Print each entry again exactly as written, and keep the pictures out.

◆ ◆ ◆

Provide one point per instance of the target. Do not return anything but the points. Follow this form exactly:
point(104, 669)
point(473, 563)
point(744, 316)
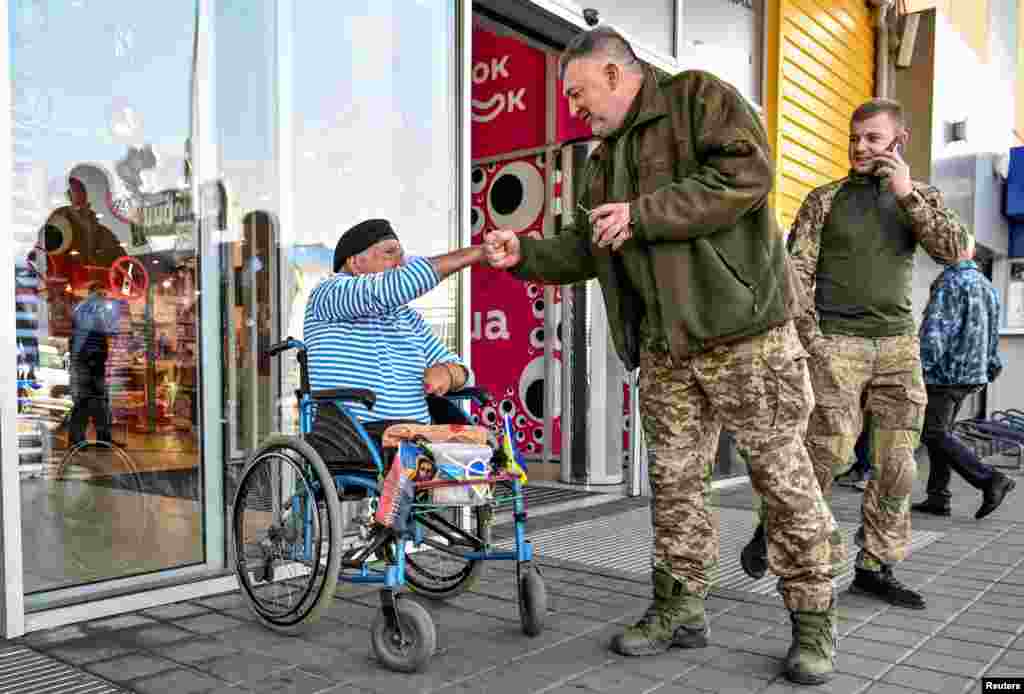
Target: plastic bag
point(462, 462)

◆ ◆ ◆

### ANSWER SPACE
Provide one point per instance of the target. Do not return anything but the points. Follow this form exactly:
point(104, 669)
point(473, 563)
point(744, 316)
Target: plastic bag
point(462, 462)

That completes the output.